_TEXTAUSZUG_.

========================================================================

Bad Münstereifel-Esch – Lockenmähne, dünne Beine, Dackelblick. Manchmal ist es schon verblüffend, wie ähnlich Hund und Herrchen sich sehen. „Spiegeleffekt“, nennen Neuropsychologen das Phänomen, das sowohl bei der Auswahl eines Haustiers, als auch bei der Partnerwahl eine unbewusste Rolle spielen kann. Ob es auch bei Landwirten und ihren Zuchttieren gewisse optische Parallelen gibt? Wer Matthias Linden beim Füttern seines Lieblings zusieht, kann sich des Eindrucks jedenfalls nicht ganz erwehren. Schwer zu sagen, wer respekteinflößender wirkt: Bisonzüchter Linden mit seinen knapp zwei Metern Größe – oder Toni, sein Zuchtbulle.

========================================================================

_VORLIEGENDE ZEILEN_.

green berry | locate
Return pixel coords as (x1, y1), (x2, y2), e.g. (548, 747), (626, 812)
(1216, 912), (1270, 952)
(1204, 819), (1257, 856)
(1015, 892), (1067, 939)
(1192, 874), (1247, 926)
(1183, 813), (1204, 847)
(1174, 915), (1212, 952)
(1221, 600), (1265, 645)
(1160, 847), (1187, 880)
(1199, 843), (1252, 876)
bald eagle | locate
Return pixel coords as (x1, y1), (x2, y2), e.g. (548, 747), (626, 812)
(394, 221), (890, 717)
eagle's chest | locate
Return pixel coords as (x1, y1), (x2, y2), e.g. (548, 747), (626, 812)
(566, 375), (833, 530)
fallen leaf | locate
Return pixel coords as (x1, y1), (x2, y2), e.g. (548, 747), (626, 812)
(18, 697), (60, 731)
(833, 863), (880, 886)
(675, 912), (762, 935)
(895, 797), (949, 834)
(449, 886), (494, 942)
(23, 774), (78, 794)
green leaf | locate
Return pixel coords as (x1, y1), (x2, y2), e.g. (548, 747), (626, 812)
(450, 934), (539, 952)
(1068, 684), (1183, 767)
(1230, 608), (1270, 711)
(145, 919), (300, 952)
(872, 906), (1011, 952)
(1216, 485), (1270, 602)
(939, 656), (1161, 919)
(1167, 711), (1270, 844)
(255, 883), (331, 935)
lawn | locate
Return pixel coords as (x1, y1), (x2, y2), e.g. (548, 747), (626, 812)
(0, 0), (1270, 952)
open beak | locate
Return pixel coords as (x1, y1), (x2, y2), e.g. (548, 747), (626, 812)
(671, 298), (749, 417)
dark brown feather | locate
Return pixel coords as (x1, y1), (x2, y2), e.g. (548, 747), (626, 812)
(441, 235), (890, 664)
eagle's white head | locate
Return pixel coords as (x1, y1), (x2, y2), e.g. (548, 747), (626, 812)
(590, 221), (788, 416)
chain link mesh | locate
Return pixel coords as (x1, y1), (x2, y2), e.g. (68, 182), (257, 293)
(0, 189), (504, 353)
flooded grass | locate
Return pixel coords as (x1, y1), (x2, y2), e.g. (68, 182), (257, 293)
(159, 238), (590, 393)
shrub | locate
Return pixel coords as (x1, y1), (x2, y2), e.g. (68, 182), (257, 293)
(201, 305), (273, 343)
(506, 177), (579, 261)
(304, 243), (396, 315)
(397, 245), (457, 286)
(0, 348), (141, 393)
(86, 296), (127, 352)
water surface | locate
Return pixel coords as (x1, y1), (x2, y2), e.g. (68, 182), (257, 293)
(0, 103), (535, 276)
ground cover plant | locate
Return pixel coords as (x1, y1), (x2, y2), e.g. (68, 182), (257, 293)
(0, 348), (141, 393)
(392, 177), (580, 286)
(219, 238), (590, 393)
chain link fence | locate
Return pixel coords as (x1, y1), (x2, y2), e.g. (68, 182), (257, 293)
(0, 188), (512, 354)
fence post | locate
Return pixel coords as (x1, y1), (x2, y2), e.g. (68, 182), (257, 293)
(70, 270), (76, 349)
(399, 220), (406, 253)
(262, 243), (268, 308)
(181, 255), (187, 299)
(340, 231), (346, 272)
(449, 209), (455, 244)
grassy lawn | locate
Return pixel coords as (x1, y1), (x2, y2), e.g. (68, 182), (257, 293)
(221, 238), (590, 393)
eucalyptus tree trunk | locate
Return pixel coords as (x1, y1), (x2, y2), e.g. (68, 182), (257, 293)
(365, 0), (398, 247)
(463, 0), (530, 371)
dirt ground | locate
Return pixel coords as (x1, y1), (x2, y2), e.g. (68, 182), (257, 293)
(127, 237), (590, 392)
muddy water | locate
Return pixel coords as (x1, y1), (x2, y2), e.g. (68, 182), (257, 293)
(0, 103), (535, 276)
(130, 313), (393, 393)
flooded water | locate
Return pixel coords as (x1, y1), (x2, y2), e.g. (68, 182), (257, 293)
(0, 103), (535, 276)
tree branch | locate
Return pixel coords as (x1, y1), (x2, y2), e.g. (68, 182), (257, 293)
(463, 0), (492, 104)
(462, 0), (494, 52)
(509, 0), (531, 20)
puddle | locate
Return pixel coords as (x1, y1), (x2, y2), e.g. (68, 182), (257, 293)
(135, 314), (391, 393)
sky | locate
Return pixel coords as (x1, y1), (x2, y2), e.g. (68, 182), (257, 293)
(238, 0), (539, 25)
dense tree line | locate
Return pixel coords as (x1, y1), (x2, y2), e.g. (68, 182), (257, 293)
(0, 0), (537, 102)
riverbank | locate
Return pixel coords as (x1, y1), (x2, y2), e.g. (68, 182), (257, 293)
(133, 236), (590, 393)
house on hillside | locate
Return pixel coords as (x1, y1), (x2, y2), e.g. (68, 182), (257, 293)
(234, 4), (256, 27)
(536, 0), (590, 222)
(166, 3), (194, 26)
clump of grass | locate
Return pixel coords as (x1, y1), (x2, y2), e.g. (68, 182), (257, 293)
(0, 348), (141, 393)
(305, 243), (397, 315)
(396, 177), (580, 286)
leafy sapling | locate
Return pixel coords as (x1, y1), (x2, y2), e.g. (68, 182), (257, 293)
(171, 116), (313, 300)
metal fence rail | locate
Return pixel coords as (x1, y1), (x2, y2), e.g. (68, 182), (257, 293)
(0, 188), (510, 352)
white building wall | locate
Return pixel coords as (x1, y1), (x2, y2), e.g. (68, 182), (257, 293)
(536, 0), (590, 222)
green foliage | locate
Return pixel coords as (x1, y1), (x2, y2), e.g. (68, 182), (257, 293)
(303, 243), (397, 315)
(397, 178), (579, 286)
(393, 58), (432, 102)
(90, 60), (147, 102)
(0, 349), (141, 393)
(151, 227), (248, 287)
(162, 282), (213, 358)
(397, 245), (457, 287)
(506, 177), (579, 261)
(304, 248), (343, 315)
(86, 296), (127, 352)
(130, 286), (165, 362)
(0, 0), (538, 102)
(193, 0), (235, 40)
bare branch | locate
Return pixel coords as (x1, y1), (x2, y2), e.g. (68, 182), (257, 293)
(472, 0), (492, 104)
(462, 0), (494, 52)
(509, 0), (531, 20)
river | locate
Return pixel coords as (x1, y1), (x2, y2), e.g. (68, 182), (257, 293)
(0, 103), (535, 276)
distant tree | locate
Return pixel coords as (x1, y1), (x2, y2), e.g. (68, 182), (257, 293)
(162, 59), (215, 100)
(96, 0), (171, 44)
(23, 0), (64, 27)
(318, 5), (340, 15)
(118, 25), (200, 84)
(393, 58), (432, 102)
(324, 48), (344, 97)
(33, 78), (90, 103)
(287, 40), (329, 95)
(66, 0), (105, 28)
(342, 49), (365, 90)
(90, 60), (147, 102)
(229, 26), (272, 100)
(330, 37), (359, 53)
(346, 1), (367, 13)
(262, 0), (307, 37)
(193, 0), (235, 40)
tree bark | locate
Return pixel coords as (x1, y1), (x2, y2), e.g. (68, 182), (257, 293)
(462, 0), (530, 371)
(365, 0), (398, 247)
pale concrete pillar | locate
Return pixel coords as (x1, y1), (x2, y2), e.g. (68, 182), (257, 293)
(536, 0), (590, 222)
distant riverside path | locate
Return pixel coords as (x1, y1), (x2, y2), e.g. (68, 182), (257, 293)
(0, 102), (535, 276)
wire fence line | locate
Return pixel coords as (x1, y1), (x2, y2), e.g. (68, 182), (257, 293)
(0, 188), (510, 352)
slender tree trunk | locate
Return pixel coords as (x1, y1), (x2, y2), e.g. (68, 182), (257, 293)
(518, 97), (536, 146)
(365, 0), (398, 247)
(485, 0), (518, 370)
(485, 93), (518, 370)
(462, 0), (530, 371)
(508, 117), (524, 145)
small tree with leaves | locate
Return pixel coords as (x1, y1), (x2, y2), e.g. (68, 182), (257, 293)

========================================================================

_AUFGABEN_.
#1 Benenne in den Zeilen alles vom Anfang der Zeilen bis einschließlich der Zeile mit „(1221, 600), (1265, 645)“ um, indem du „green berry“ durch „unripe berry“ ersetzt. Gib nur diese Zeilen wieder und lass alles andere darin unverändert.
#2 Schreib den Textauszug über den Bisonzüchter Matthias Linden weiter, beginnend nach seinem letzten Satz.
Der Textauszug und die Zeilen stammen aus verschiedenen Quellen.

_LÖSUNGEN_.
#1
unripe berry | locate
Return pixel coords as (x1, y1), (x2, y2), e.g. (548, 747), (626, 812)
(1216, 912), (1270, 952)
(1204, 819), (1257, 856)
(1015, 892), (1067, 939)
(1192, 874), (1247, 926)
(1183, 813), (1204, 847)
(1174, 915), (1212, 952)
(1221, 600), (1265, 645)

#2
„Das muss auch so sein“, sagt Matthias Linden und lacht, dass die breite Brust nur so vibriert: „Wenn ich ein Winzling wäre, würde der Toni den Molli mit mir machen.“ Den Molli macht der Toni mit Matthias Linden eindeutig nicht. Auch, wenn der 600-Kilo-Koloss die Tüte mit den roten Äpfeln, die an Lindens Arm baumelt, mit einem Haps verschlingen könnte, wartet er brav, bis ihm ein Exemplar unter die dampfenden Nüstern gehalten wird. „Das ist unser Ritual“, erklärt Linden: „Für Äpfel tut Toni alles.“

„Sie bringt so schnell nichts aus der Ruhe“

Die Sonne lacht vom blauen Winterhimmel, trotzdem ist es kalt auf der matschigen Weide bei Esch. Während Toni den Apfel knatschend zermalmt, wird der Blick seines Besitzers weich. Kein Zweifel: Der Amerikanische Bison hat es Matthias Linden angetan. „Ich fand die Tiere schon als kleiner Junge toll“, schwärmt er, fischt den nächsten Apfel raus und wendet sich einem zottligen Kalb zu.

Nationaltier der USA

Der Bison ist das größte Landsäugetier Amerikas. Bisonbullen können bis zu 900 Kilo schwer und um die 1,80 Meter groß werden, Bisonkühe werden nicht ganz so groß und wiegen rund 300 Kilo weniger.

Wie die Kühe, ihre europäischen Verwandten, ernähren sich Amerikanische Bisons fast ausschließlich von Gräsern. Vor Ankunft der europäischen Siedler in Nordamerika soll es rund 30 Millionen wildlebende Tiere gegeben haben. Nach der exzessiven Bejagung wird die Gesamtzahl in USA und Kanada heute auf etwa 30000 geschätzt.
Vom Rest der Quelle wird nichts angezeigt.